### Exercise instructions
Exactly the line with "Query: turquoise water" and the lines that follow it, through the closing line of the entries, should be restated, with nothing left out or added.

### Exercise material
-*-*-
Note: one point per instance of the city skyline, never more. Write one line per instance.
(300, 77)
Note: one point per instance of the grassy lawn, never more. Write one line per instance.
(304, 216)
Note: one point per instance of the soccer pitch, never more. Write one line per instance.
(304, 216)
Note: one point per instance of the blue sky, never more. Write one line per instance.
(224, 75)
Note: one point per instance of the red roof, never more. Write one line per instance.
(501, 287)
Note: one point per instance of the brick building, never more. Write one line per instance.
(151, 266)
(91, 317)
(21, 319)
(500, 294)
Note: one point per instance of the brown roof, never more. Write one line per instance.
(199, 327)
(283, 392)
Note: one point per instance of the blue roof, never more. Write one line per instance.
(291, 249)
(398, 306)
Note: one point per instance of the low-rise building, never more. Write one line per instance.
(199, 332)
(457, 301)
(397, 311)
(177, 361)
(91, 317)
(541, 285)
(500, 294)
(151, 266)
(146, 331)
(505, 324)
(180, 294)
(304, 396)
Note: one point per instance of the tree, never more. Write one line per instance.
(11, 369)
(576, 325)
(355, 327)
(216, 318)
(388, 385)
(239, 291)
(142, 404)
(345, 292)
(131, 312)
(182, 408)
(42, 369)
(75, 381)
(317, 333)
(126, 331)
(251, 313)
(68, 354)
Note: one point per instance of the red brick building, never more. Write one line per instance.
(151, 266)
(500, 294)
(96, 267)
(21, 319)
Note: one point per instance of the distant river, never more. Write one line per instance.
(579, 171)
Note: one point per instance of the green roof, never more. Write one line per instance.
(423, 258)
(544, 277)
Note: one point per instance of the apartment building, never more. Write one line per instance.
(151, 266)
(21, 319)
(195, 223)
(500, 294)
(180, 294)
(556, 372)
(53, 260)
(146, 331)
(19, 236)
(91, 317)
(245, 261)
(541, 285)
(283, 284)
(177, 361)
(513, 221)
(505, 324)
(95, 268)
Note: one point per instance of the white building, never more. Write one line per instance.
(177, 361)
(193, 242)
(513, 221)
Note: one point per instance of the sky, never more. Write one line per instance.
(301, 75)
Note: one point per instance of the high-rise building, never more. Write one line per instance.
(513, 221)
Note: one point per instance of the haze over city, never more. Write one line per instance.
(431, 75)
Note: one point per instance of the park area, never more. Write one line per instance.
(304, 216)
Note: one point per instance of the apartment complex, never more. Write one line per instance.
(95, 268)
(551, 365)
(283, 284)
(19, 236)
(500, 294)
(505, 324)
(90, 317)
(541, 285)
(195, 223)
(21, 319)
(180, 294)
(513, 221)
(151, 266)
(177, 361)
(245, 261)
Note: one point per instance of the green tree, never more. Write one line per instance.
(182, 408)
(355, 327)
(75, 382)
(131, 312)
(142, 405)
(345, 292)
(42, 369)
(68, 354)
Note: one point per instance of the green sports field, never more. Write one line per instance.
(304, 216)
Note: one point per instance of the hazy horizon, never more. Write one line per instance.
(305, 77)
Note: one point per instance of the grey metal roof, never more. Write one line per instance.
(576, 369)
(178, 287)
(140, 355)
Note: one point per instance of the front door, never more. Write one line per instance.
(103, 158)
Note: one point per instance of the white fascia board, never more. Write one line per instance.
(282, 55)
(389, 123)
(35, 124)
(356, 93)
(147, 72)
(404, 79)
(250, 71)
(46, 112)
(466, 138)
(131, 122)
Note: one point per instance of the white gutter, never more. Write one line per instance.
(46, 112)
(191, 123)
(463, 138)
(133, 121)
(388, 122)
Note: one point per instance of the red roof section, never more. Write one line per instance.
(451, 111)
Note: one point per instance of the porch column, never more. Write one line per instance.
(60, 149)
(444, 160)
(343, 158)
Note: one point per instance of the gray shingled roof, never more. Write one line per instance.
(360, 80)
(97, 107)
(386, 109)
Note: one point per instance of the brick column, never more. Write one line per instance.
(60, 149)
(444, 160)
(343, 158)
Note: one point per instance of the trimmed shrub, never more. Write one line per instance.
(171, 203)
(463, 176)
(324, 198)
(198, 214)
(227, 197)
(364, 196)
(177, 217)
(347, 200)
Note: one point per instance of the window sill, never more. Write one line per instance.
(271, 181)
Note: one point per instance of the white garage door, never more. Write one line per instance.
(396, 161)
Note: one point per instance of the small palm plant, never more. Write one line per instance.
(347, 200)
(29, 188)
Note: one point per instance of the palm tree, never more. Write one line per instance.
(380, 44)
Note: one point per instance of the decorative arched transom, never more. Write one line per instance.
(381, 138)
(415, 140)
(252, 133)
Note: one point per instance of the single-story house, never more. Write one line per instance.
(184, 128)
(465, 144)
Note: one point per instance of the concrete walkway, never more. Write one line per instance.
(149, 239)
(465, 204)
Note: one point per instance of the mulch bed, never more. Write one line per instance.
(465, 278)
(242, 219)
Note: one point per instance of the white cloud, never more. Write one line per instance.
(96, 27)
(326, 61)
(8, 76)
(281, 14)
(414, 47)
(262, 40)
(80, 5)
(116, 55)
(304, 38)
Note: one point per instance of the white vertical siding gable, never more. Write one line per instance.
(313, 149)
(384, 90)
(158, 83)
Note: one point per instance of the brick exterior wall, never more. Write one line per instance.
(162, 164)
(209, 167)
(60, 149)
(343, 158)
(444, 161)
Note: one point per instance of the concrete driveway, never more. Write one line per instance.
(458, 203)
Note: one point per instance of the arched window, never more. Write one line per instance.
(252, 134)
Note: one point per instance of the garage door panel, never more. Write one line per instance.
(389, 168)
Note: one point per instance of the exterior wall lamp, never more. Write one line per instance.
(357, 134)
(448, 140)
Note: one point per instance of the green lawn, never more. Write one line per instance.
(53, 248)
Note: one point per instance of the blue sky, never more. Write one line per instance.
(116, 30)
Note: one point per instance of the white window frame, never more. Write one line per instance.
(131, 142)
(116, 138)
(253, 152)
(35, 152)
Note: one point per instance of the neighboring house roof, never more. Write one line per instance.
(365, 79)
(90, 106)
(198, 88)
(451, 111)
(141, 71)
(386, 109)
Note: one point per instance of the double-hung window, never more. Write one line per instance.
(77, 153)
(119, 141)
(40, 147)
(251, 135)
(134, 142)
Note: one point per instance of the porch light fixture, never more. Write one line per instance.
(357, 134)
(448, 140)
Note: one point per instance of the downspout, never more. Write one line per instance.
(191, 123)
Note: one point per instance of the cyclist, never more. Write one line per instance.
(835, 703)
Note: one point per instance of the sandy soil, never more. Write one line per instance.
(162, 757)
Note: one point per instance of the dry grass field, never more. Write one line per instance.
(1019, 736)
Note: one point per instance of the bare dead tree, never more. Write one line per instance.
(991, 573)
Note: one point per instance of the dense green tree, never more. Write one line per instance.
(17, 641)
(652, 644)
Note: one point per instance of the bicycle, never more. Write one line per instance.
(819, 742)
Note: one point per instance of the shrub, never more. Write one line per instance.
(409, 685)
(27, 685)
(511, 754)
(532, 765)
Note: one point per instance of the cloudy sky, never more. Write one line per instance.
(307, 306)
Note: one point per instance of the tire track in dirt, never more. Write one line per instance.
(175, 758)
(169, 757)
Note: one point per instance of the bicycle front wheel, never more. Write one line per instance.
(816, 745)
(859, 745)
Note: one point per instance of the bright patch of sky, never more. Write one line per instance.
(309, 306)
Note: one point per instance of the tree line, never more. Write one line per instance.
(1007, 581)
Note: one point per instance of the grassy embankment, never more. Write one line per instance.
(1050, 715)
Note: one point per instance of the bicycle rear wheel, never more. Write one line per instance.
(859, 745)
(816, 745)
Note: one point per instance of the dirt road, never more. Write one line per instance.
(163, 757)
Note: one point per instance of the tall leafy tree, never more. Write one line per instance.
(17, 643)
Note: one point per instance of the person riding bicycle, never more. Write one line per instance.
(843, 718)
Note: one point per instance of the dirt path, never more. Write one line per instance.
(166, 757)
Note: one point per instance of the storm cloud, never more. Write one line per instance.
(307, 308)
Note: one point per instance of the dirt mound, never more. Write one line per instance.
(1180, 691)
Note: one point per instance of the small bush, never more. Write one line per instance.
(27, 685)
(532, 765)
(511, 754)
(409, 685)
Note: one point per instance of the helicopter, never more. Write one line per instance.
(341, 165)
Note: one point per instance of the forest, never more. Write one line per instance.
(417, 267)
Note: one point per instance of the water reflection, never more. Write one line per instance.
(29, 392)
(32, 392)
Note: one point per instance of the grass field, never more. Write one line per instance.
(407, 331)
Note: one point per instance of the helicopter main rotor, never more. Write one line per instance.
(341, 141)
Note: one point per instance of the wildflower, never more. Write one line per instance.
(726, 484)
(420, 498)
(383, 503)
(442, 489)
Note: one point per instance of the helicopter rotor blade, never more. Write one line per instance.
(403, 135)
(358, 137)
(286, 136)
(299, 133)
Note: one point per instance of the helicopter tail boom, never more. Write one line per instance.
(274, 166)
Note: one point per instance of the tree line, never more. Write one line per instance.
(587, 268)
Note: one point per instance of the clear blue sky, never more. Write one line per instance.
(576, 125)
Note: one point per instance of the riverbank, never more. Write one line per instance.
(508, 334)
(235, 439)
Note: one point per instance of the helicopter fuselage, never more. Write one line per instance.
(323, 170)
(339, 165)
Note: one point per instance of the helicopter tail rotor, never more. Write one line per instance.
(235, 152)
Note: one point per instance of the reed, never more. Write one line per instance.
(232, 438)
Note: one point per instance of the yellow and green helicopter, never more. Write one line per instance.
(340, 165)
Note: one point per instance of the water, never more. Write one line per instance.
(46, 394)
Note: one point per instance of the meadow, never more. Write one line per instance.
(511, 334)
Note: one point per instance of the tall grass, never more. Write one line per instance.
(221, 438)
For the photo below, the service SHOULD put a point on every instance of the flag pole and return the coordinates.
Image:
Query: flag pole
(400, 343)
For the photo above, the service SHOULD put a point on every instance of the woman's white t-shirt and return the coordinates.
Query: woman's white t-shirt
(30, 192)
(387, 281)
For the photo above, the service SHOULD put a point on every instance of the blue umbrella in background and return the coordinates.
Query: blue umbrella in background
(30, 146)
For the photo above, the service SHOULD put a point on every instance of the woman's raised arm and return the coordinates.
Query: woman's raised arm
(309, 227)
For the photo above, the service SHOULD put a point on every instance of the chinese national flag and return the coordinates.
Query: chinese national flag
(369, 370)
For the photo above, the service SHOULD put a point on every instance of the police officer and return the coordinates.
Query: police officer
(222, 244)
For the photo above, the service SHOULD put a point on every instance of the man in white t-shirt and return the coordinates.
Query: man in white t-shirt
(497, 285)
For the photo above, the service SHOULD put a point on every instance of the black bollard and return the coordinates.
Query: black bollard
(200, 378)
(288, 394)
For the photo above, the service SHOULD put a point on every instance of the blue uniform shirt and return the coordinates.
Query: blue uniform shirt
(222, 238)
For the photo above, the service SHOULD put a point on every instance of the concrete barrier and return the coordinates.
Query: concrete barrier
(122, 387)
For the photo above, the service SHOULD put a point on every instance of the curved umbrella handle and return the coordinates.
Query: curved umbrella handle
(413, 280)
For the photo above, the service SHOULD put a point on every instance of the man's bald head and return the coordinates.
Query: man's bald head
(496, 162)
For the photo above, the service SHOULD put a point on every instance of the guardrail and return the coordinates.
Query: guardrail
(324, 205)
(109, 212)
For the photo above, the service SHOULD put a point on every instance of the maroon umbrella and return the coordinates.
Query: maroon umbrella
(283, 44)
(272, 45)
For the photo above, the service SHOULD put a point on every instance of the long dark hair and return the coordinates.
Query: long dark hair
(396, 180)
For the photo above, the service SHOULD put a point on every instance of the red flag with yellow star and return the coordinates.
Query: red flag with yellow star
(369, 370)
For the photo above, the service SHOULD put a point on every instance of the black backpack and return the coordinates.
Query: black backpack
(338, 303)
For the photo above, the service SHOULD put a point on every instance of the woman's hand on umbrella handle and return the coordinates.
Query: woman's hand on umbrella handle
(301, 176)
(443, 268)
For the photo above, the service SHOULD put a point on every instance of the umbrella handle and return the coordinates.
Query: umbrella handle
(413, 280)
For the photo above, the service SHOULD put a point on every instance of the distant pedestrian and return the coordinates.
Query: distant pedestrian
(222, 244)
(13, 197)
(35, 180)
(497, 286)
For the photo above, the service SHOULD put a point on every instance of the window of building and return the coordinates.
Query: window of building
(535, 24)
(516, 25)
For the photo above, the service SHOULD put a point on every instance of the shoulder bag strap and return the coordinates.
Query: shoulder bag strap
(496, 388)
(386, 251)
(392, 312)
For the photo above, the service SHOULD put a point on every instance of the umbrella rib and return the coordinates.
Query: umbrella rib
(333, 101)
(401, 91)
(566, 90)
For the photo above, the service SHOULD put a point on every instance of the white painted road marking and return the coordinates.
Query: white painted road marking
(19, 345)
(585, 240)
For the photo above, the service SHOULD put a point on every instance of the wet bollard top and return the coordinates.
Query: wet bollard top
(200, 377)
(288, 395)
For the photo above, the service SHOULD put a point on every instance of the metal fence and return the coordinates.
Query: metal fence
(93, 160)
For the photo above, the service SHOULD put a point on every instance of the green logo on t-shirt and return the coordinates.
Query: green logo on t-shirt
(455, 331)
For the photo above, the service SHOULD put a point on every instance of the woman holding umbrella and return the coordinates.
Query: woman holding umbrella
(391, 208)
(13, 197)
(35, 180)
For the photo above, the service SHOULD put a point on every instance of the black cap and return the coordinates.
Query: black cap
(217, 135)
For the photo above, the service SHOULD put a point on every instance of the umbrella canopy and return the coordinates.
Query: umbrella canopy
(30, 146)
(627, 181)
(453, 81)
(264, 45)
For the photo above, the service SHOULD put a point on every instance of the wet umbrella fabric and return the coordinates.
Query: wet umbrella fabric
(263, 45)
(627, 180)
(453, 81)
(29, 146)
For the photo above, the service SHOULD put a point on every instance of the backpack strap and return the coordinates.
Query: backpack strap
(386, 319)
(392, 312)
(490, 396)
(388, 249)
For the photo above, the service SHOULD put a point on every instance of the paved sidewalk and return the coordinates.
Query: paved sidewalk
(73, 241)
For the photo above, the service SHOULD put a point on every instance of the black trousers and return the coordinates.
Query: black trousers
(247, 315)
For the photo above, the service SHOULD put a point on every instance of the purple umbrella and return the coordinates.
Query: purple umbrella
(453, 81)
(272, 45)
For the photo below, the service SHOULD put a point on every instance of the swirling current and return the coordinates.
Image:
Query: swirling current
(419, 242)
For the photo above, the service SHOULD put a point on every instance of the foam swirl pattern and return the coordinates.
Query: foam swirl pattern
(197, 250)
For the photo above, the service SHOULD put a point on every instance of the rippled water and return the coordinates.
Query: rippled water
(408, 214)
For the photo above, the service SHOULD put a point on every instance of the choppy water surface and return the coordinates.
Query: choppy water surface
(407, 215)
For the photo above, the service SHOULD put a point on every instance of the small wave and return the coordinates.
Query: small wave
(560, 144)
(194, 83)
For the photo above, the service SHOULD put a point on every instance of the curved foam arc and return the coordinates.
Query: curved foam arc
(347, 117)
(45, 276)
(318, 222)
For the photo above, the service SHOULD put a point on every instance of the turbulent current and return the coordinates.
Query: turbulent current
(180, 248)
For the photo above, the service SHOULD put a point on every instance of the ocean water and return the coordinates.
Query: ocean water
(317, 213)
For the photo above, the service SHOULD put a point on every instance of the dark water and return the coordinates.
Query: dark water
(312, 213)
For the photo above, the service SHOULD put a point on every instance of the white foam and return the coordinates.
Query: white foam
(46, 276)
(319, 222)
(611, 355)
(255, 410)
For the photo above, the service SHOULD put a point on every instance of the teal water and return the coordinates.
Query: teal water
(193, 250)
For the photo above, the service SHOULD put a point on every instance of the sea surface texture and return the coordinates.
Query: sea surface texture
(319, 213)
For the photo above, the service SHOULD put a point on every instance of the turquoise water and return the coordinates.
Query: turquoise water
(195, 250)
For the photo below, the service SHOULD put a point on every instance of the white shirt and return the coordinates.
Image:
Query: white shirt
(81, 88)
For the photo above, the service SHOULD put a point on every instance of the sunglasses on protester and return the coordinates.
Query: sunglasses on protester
-*-*-
### Written solution
Query: turquoise water
(195, 250)
For the photo below, the service SHOULD put a point on every instance of the white shirt and return the coordinates.
Image:
Query: white shirt
(81, 88)
For the photo above, the service SHOULD put a point on every instance of the sunglasses on protester and return the coordinates.
Query: sunglasses on protester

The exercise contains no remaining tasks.